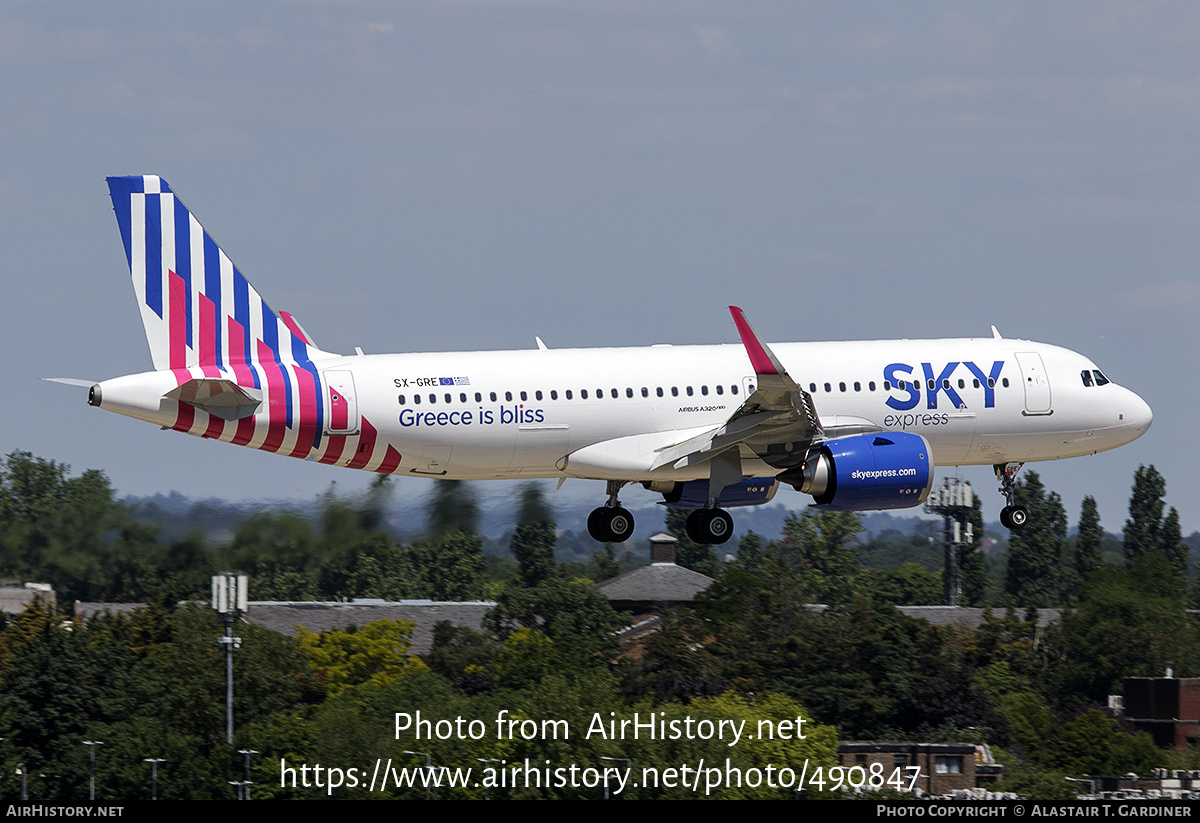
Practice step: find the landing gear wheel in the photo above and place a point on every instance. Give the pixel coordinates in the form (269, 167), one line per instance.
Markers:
(610, 524)
(709, 526)
(719, 526)
(621, 524)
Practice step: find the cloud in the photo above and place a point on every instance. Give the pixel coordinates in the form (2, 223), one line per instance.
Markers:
(717, 40)
(1176, 295)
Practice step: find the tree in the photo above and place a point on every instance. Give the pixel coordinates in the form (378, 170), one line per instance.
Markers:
(1147, 530)
(375, 654)
(1087, 539)
(533, 541)
(453, 509)
(817, 546)
(1141, 532)
(972, 564)
(1035, 552)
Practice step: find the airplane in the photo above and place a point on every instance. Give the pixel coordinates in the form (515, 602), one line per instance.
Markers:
(708, 427)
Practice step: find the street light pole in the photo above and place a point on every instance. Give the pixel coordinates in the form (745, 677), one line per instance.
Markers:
(154, 775)
(229, 599)
(91, 769)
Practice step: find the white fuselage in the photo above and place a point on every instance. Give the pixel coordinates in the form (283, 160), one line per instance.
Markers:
(609, 413)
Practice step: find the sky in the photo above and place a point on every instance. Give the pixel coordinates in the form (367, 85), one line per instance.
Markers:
(420, 176)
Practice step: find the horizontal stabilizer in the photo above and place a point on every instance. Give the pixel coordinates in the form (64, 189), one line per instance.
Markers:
(71, 382)
(222, 398)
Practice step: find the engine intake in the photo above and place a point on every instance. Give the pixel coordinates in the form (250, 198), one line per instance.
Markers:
(867, 472)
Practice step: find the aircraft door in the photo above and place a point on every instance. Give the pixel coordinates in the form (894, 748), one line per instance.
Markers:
(342, 416)
(1037, 383)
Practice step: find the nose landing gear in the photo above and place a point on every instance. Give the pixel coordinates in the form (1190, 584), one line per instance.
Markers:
(611, 523)
(709, 526)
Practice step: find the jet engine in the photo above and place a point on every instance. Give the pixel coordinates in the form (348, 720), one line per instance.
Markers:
(864, 472)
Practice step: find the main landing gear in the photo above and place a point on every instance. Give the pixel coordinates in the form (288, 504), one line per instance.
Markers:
(709, 526)
(610, 523)
(1011, 516)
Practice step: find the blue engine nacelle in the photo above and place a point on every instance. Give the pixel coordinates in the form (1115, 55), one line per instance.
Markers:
(886, 470)
(694, 493)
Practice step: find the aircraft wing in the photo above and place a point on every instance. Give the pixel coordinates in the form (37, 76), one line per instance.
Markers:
(778, 421)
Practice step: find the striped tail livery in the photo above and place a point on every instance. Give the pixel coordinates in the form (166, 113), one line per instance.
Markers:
(228, 367)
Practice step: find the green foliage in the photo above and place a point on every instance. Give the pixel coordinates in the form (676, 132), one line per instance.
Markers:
(533, 541)
(454, 508)
(1129, 622)
(1087, 542)
(1036, 551)
(1147, 530)
(690, 554)
(450, 566)
(907, 584)
(1095, 744)
(372, 655)
(570, 612)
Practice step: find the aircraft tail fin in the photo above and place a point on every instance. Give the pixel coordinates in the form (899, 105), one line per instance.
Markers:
(197, 307)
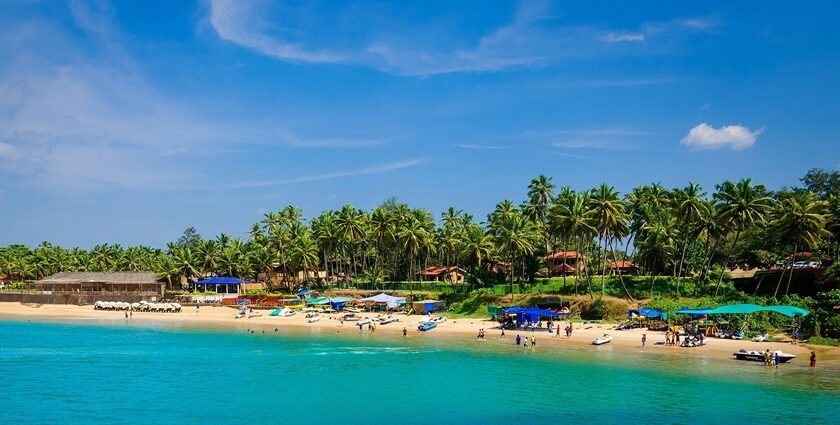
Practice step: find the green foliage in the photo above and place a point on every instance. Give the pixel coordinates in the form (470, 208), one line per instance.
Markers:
(819, 340)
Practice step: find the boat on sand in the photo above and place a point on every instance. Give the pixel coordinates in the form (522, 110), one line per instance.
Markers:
(601, 340)
(758, 356)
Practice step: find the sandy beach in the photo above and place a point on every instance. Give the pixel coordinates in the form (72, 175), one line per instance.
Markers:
(220, 317)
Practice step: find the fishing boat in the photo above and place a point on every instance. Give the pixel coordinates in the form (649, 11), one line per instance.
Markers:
(758, 356)
(439, 319)
(601, 340)
(426, 326)
(388, 319)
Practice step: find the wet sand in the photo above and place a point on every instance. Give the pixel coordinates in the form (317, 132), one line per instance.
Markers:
(220, 317)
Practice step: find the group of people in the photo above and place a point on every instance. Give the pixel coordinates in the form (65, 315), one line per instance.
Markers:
(672, 337)
(524, 342)
(568, 330)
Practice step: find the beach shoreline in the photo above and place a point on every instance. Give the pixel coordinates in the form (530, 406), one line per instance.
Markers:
(459, 329)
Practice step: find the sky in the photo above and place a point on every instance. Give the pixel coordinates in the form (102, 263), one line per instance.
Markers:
(127, 122)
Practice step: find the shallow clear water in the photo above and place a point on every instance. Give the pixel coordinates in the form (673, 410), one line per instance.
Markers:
(144, 374)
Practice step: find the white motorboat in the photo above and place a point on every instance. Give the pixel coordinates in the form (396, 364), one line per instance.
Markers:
(601, 340)
(388, 319)
(758, 356)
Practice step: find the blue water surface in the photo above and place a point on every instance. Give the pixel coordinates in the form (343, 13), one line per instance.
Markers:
(94, 373)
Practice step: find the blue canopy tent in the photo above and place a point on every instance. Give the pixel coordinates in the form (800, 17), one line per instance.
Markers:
(694, 311)
(787, 310)
(647, 312)
(338, 303)
(390, 301)
(532, 314)
(225, 282)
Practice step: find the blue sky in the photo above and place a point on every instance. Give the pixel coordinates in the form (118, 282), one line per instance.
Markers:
(128, 122)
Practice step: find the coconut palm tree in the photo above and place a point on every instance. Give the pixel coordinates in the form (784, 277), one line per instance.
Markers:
(800, 220)
(742, 205)
(656, 251)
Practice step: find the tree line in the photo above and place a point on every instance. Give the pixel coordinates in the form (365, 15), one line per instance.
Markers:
(679, 232)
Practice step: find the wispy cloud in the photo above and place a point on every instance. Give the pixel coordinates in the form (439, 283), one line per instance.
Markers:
(734, 137)
(480, 147)
(532, 37)
(375, 169)
(618, 37)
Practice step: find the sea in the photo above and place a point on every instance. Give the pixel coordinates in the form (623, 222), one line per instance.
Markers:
(148, 373)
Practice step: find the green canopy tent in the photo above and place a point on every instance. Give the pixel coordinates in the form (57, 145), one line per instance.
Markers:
(787, 310)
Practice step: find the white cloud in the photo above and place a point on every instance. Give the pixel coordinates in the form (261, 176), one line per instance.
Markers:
(618, 37)
(8, 152)
(375, 169)
(735, 137)
(531, 38)
(480, 147)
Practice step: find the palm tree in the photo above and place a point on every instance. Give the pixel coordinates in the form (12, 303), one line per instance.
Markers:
(656, 250)
(574, 219)
(743, 205)
(610, 220)
(690, 209)
(799, 219)
(516, 237)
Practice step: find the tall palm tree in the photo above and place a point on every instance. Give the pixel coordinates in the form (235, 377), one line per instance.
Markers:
(743, 205)
(610, 221)
(799, 219)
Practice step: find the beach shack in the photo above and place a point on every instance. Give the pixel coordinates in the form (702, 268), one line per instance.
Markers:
(565, 262)
(142, 283)
(223, 286)
(428, 306)
(447, 274)
(383, 301)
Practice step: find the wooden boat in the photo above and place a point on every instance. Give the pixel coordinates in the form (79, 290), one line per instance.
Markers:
(426, 326)
(350, 317)
(388, 319)
(601, 340)
(758, 356)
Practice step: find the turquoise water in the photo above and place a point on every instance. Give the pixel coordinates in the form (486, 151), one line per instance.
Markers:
(54, 373)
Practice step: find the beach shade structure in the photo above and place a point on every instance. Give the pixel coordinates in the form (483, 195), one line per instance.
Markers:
(532, 314)
(648, 313)
(217, 282)
(786, 310)
(383, 298)
(338, 303)
(318, 300)
(694, 311)
(428, 306)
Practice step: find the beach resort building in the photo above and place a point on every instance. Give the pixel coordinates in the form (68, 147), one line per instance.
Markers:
(565, 262)
(623, 267)
(447, 274)
(103, 283)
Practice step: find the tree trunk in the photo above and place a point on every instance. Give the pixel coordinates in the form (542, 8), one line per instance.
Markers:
(726, 262)
(620, 277)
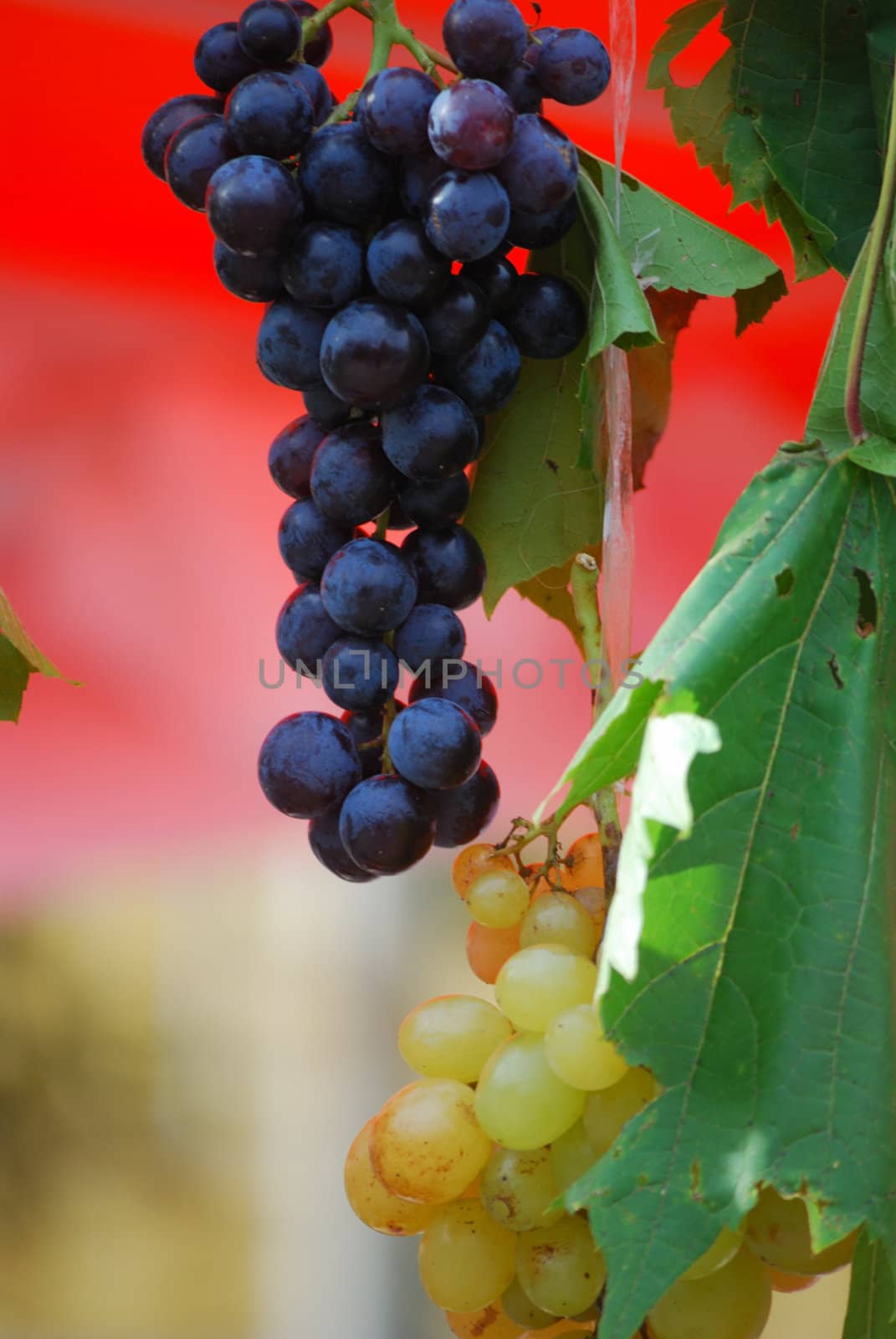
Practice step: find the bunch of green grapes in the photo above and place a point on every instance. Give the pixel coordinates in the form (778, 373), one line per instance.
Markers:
(513, 1102)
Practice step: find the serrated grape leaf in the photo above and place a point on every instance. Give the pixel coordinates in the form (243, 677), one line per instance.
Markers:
(659, 797)
(872, 1299)
(619, 311)
(532, 508)
(764, 999)
(13, 680)
(673, 248)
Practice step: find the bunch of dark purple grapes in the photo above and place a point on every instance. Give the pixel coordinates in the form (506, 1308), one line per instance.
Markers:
(381, 244)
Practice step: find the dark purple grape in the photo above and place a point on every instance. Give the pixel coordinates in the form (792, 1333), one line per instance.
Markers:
(496, 276)
(316, 51)
(429, 435)
(345, 178)
(327, 847)
(307, 763)
(485, 38)
(291, 454)
(253, 205)
(436, 745)
(254, 279)
(418, 174)
(405, 267)
(386, 825)
(369, 587)
(372, 354)
(305, 631)
(465, 685)
(430, 634)
(351, 480)
(486, 375)
(457, 319)
(523, 89)
(166, 121)
(325, 408)
(546, 318)
(309, 540)
(394, 107)
(289, 343)
(359, 674)
(468, 214)
(315, 86)
(193, 156)
(472, 125)
(436, 505)
(461, 814)
(449, 566)
(220, 59)
(537, 231)
(269, 114)
(325, 265)
(269, 31)
(541, 169)
(573, 67)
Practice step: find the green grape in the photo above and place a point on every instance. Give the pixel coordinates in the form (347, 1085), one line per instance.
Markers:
(724, 1249)
(520, 1102)
(452, 1037)
(733, 1303)
(519, 1188)
(607, 1111)
(497, 899)
(524, 1312)
(579, 1053)
(560, 1269)
(778, 1231)
(372, 1203)
(466, 1259)
(571, 1156)
(540, 982)
(426, 1144)
(559, 919)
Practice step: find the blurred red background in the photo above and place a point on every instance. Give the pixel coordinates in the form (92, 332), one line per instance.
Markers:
(137, 519)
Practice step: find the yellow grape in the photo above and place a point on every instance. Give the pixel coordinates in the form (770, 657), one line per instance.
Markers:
(517, 1307)
(560, 1269)
(488, 950)
(473, 861)
(586, 863)
(372, 1203)
(486, 1323)
(733, 1303)
(466, 1259)
(791, 1282)
(724, 1249)
(559, 919)
(540, 982)
(517, 1189)
(607, 1111)
(452, 1037)
(520, 1102)
(426, 1144)
(778, 1231)
(497, 899)
(579, 1053)
(571, 1156)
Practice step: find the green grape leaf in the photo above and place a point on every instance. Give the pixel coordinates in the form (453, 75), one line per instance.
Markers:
(13, 680)
(619, 311)
(532, 506)
(872, 1299)
(673, 248)
(764, 966)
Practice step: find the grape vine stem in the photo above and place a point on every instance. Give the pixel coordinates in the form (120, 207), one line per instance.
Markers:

§ **Problem**
Beginning with the line that contains "Practice step: find the green grape in", quote each line exactly through the last line of the entries above, and nothing beyond them.

§ **Full output**
Practice step: find the green grape in the photo above and place a point on every instance. Give the pixel coordinates in the form (347, 1085), one line per instance.
Markers:
(724, 1249)
(520, 1102)
(452, 1037)
(733, 1303)
(519, 1188)
(607, 1111)
(497, 899)
(524, 1312)
(579, 1053)
(560, 1269)
(778, 1231)
(372, 1203)
(466, 1259)
(571, 1156)
(540, 982)
(426, 1144)
(559, 919)
Practice step: find the blurred red background in the photo above and place a point on every instance. Give the pixel coordinates in the form (92, 332), one line per instance.
Markers:
(137, 519)
Practice step: find the yellow grape in the photo above and place a point on every instance. Give the pixel coordinates in the form (770, 657), one line per instance.
Markers:
(517, 1307)
(560, 1269)
(488, 950)
(473, 861)
(586, 863)
(372, 1203)
(486, 1323)
(733, 1303)
(466, 1259)
(791, 1282)
(724, 1249)
(559, 919)
(540, 982)
(517, 1189)
(607, 1111)
(452, 1037)
(520, 1102)
(426, 1144)
(778, 1231)
(497, 899)
(579, 1053)
(571, 1156)
Practice step: find the green grape leaf in the photo above and place a point on every instance. Give the pixel coordinates in the form (453, 75), one line per instance.
Markers:
(13, 680)
(619, 311)
(532, 506)
(872, 1299)
(673, 248)
(764, 966)
Practice step: find the grape vine stem in the photo above and place a point on every instance. Give the pixel coordinates in the form (120, 207), one line per instance.
Markers:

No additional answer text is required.